§ **READING PASSAGE**
==========

In choosing the direction of sensor development for environmental monitoring, the focus is on the fiber-optic Fabry–Perot end resonators (FPRs) [
11]. The FPR is the classic sensitive element of pressure [
12] and gas or liquid [
13,
14,
15] concentration sensors. An open FPR for gas concentration control is made by splicing capillary tubes or photonic crystal fibers with the SMF [
16]. The open resonator design allows gas flowing freely into the resonator cuvette, which changes the air refractive index between the mirrors. Despite this, the open FPR does not allow measuring the concentration of numerous gases, including greenhouse gases because the change in its concentration is too small to noticeably change the air refractive index between the FPR mirrors. Thus, the key to designing the greenhouse gas sensitive element of the FPR is finding or creating the material, the refractive index of which is noticeably sensitive to the gas concentration variation [
11].
The transparent materials that are sensitive to carbon dioxide (CO
2), for example, can be used as the sensitive film of the FPR resonator, where carbon dioxide interacts with the film material and changes its refractive index [
17]. However, in practice, the sensors using a functional material are known only in fiber-optic refractometers based on the light attenuation effect [
18]. The light attenuation coefficient depends on the refractive index of the sensitive film material, which is defined by the interaction of the film material with the gas. Thus, the sensor design as the end FPR is characterized by simplicity, the use of inexpensive absorbing materials and durability. Their design is a relevant task due to the simplicity of production and use.

==========

§ **INFORMATION SUPPLIED**
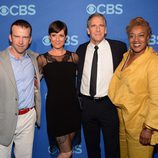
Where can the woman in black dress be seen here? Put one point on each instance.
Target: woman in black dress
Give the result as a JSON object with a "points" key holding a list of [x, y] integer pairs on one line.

==========

§ **INSTRUCTIONS**
1) Do these statements agree with the passage on Fabry–Perot resonators? (a) An open FPR for gas concentration control is made by splicing capillary tubes or photonic crystal fibers with the SMF. (b) The open FPR can measure greenhouse gas concentrations. (c) In practice, sensors using a functional material are known only in fiber-optic refractometers based on the light attenuation effect. For each, answer yes or no and quote the words of the passage that decide it.
2) According to the passage on Fabry–Perot resonators, what does the light attenuation coefficient depend on?
3) Copy out the passage on Fabry–Perot resonators from the words "The transparent materials" through the words "production and use.".

§ **FINAL RESULTS**
1)
(a) Yes: "An open FPR for gas concentration control is made by splicing capillary tubes or photonic crystal fibers with the SMF"
(b) No: "the open FPR does not allow measuring the concentration of numerous gases, including greenhouse gases"
(c) Yes: "the sensors using a functional material are known only in fiber-optic refractometers based on the light attenuation effect"

2) The refractive index of the sensitive film material.

3)
The transparent materials that are sensitive to carbon dioxide (CO
2), for example, can be used as the sensitive film of the FPR resonator, where carbon dioxide interacts with the film material and changes its refractive index [
17]. However, in practice, the sensors using a functional material are known only in fiber-optic refractometers based on the light attenuation effect [
18]. The light attenuation coefficient depends on the refractive index of the sensitive film material, which is defined by the interaction of the film material with the gas. Thus, the sensor design as the end FPR is characterized by simplicity, the use of inexpensive absorbing materials and durability. Their design is a relevant task due to the simplicity of production and use.